Written request:
Leaving out the pictures, please retype each record exactly.

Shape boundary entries

** start **

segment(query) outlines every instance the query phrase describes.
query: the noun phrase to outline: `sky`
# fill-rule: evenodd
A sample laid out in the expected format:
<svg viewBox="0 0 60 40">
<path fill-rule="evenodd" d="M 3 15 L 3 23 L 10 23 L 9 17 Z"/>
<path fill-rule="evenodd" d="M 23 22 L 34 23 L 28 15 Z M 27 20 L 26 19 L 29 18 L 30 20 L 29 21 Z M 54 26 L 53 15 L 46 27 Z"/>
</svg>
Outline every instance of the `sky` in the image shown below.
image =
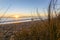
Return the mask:
<svg viewBox="0 0 60 40">
<path fill-rule="evenodd" d="M 34 15 L 36 8 L 39 9 L 39 12 L 43 13 L 43 9 L 48 8 L 49 1 L 50 0 L 0 0 L 0 15 L 3 15 L 4 12 L 7 11 L 6 16 L 29 16 L 31 13 Z"/>
</svg>

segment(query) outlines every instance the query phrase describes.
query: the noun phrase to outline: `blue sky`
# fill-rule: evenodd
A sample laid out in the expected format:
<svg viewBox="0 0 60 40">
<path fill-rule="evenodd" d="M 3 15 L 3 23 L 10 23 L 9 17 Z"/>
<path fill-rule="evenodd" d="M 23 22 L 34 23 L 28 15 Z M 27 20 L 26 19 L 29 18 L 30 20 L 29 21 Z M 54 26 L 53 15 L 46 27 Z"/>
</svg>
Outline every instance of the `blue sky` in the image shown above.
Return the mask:
<svg viewBox="0 0 60 40">
<path fill-rule="evenodd" d="M 11 5 L 6 14 L 30 14 L 38 8 L 47 9 L 50 0 L 0 0 L 0 14 L 3 14 Z"/>
</svg>

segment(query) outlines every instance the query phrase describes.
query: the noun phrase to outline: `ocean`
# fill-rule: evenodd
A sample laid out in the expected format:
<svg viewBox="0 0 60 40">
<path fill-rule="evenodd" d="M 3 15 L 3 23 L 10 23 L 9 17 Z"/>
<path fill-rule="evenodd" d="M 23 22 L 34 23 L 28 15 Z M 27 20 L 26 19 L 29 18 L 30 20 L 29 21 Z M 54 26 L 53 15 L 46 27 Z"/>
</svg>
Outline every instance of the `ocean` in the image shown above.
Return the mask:
<svg viewBox="0 0 60 40">
<path fill-rule="evenodd" d="M 43 18 L 46 19 L 46 18 Z M 38 17 L 33 18 L 34 21 L 40 20 Z M 19 23 L 19 22 L 28 22 L 32 21 L 32 18 L 0 18 L 0 24 L 11 24 L 11 23 Z"/>
</svg>

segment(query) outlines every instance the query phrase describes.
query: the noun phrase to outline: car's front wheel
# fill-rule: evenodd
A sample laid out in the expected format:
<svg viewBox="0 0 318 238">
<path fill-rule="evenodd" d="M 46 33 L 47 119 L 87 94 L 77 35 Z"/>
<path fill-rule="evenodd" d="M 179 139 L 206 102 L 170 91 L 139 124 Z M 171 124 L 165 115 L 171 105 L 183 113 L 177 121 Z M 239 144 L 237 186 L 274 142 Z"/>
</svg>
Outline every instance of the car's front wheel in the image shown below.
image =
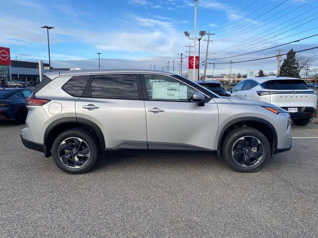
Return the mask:
<svg viewBox="0 0 318 238">
<path fill-rule="evenodd" d="M 296 125 L 306 125 L 310 121 L 310 118 L 304 119 L 293 119 L 294 124 Z"/>
<path fill-rule="evenodd" d="M 55 139 L 52 154 L 62 170 L 71 174 L 82 174 L 90 170 L 98 158 L 97 144 L 85 131 L 72 129 Z"/>
<path fill-rule="evenodd" d="M 228 134 L 222 146 L 223 157 L 233 169 L 253 172 L 262 168 L 270 157 L 266 137 L 250 127 L 240 127 Z"/>
</svg>

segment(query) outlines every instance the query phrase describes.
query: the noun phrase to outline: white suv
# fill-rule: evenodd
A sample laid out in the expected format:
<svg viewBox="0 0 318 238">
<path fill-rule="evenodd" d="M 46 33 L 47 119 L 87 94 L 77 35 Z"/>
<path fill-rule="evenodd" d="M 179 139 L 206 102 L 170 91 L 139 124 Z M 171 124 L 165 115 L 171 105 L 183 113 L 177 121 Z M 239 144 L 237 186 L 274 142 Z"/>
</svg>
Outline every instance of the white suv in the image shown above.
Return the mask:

** end **

Task result:
segment(query) outlines every instance the query phrase describes.
query: the noun phrase to outline: `sky`
# fill-rule: evenodd
A sample laid out in the expected format:
<svg viewBox="0 0 60 40">
<path fill-rule="evenodd" d="M 3 15 L 3 23 L 10 23 L 9 17 Z"/>
<path fill-rule="evenodd" d="M 23 22 L 34 23 L 28 15 Z M 27 20 L 26 19 L 29 18 L 30 20 L 29 21 Z M 54 26 L 53 15 L 46 27 Z"/>
</svg>
Outline every instance of the `sky` in the image shown below.
image =
Return the mask:
<svg viewBox="0 0 60 40">
<path fill-rule="evenodd" d="M 34 15 L 36 8 L 39 9 L 39 12 L 43 13 L 43 9 L 48 8 L 49 1 L 50 0 L 0 0 L 0 15 L 3 15 L 4 12 L 7 11 L 6 16 L 29 16 L 31 13 Z"/>
</svg>

segment(query) outlines every instance the query phrase describes.
query: the noun phrase to outline: `blue sky`
# fill-rule: evenodd
A sample laid out in the expected format:
<svg viewBox="0 0 60 40">
<path fill-rule="evenodd" d="M 3 15 L 3 23 L 10 23 L 9 17 Z"/>
<path fill-rule="evenodd" d="M 23 22 L 34 23 L 28 15 Z M 27 20 L 26 19 L 29 18 L 30 20 L 29 21 Z M 54 26 L 53 15 L 46 27 Z"/>
</svg>
Outline every instance of the `blue sky` in the image shown above.
Return the mask:
<svg viewBox="0 0 60 40">
<path fill-rule="evenodd" d="M 11 5 L 6 14 L 30 14 L 38 8 L 47 9 L 50 0 L 0 0 L 0 14 L 3 14 Z"/>
</svg>

segment(query) outlines every instance the query phrase describes.
query: the noun phrase to outline: `ocean`
# fill-rule: evenodd
A sample laid out in the expected format:
<svg viewBox="0 0 60 40">
<path fill-rule="evenodd" d="M 3 15 L 3 23 L 10 23 L 9 17 Z"/>
<path fill-rule="evenodd" d="M 23 22 L 34 23 L 28 15 Z M 27 20 L 26 19 L 29 18 L 30 20 L 29 21 Z M 54 26 L 53 15 L 46 27 Z"/>
</svg>
Outline every instance of the `ocean` in the image shown above.
Return the mask:
<svg viewBox="0 0 60 40">
<path fill-rule="evenodd" d="M 43 18 L 46 19 L 46 18 Z M 38 17 L 33 18 L 34 21 L 40 20 Z M 19 23 L 19 22 L 28 22 L 32 21 L 32 18 L 0 18 L 0 24 L 11 24 L 11 23 Z"/>
</svg>

segment(query) outlines every instance the query phrase describes.
query: the noun phrase to outline: car's front wheel
# fill-rule: evenodd
A sample laid out in the expected format:
<svg viewBox="0 0 318 238">
<path fill-rule="evenodd" d="M 46 33 L 47 119 L 87 94 L 77 35 Z"/>
<path fill-rule="evenodd" d="M 179 139 L 206 102 L 170 91 L 139 124 Z M 171 124 L 165 115 L 171 105 L 183 113 L 177 121 Z M 239 144 L 237 186 L 274 142 Z"/>
</svg>
Outline every instance of the car's front wheel in the image shown below.
image =
Return the mask:
<svg viewBox="0 0 318 238">
<path fill-rule="evenodd" d="M 296 125 L 306 125 L 310 121 L 310 118 L 304 119 L 293 119 L 294 124 Z"/>
<path fill-rule="evenodd" d="M 55 139 L 52 154 L 62 170 L 71 174 L 82 174 L 90 170 L 98 158 L 97 144 L 85 131 L 72 129 Z"/>
<path fill-rule="evenodd" d="M 228 134 L 222 146 L 223 157 L 233 169 L 253 172 L 262 168 L 270 157 L 266 137 L 250 127 L 240 127 Z"/>
</svg>

segment(query) outlines every instance the query phrase describes.
query: the noun phrase to outline: white suv
# fill-rule: evenodd
A sample laid out in the expected format:
<svg viewBox="0 0 318 238">
<path fill-rule="evenodd" d="M 46 33 L 47 119 L 87 94 L 77 35 Z"/>
<path fill-rule="evenodd" d="M 179 139 L 206 102 L 170 91 L 139 124 Z M 171 124 L 165 115 L 171 105 L 183 113 L 177 121 Z M 239 144 L 237 186 L 274 142 Z"/>
</svg>
Outline every instance of the white suv in the image shown above.
Return the mask:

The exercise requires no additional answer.